**Challenge:** Reproduce every line of the records below, requests included, and shift each point coordinate in the answers by -143. Numbers elsewhere in the records stay as they are.
- - - - - - -
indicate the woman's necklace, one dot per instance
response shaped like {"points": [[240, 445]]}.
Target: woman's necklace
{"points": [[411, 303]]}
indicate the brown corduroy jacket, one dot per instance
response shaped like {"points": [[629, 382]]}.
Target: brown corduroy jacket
- - - - - - -
**Result of the exercise:**
indicate the woman's necklace, one dot per instance
response shaped like {"points": [[240, 445]]}.
Target: woman's necklace
{"points": [[268, 160]]}
indicate the brown corduroy jacket, one dot per instance
response shaped like {"points": [[629, 382]]}.
Target: brown corduroy jacket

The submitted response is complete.